* _MATERIAL FOR THIS TASK_
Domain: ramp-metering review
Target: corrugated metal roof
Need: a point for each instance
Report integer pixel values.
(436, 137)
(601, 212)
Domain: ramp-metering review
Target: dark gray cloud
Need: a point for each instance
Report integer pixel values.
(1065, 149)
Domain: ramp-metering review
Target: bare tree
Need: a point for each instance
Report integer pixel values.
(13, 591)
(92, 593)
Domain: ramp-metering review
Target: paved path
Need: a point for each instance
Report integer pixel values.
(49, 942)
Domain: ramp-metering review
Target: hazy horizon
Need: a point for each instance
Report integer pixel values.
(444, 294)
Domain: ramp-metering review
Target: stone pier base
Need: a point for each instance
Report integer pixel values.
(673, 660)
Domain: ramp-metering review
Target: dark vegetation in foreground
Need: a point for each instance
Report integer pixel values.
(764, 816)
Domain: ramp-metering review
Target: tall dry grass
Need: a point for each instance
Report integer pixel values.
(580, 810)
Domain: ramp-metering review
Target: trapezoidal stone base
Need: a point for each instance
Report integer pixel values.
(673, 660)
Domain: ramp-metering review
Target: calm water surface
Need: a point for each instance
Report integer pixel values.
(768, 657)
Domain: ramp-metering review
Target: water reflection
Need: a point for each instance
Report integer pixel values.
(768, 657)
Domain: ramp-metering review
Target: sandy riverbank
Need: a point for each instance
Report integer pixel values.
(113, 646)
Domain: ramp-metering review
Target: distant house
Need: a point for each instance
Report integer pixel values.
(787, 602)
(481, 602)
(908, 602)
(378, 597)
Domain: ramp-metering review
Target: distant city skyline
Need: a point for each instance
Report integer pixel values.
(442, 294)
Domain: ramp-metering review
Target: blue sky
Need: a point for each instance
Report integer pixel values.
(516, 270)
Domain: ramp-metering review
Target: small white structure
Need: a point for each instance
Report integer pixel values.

* _SHORT TASK_
Repeat the preceding lines exactly, please, every one of them.

* _CORRECT RESULT_
Domain: ramp-metering review
Target: corrugated metal roof
Need: a point for each instance
Report integer pixel values.
(436, 137)
(601, 212)
Domain: ramp-metering review
Target: dark gray cloud
Need: a point for each instance
Report integer pixel values.
(1065, 149)
Domain: ramp-metering review
Target: bare tree
Need: a point for each instance
Report integer pixel values.
(13, 591)
(92, 593)
Domain: ramp-metering review
Target: paved path
Need: a point for each instance
Report integer pixel values.
(49, 942)
Domain: ramp-metering review
Target: hazy horizon
Need: a point for each instance
Report integer pixel values.
(444, 294)
Domain: ramp-metering review
Target: stone pier base
Need: a point for each instance
Report integer pixel values.
(673, 660)
Domain: ramp-metering review
Target: dark vegetation in foreground
Need: a point for each instance
Report integer pixel values.
(764, 816)
Domain: ramp-metering review
Target: tall dry grass
Need: a point for each instance
Report integer pixel values.
(580, 810)
Domain: ramp-metering review
Target: trapezoidal stone base
Need: a point for each instance
Report integer pixel values.
(673, 660)
Domain: ramp-metering review
Target: calm water surface
Need: a point for each instance
Report integer pixel values.
(768, 657)
Domain: ramp-metering review
Target: water reflection
Need: a point for each instance
Report integer pixel values.
(768, 657)
Domain: ramp-metering review
Target: sandy riverbank
Need: a point for each instance
Report integer pixel values.
(113, 646)
Domain: ramp-metering review
Target: distant house
Need: a point for each instance
Report integer pixel values.
(787, 602)
(481, 602)
(908, 602)
(378, 597)
Domain: ramp-metering review
Target: distant city skyline
Need: a point for each instance
Report integer pixel values.
(442, 294)
Domain: ramp-metering review
Target: blue sky
Need: a point for each instance
Report integer pixel values.
(516, 270)
Domain: ramp-metering review
Target: small white structure
Need: a point for each instance
Report integer pixel values.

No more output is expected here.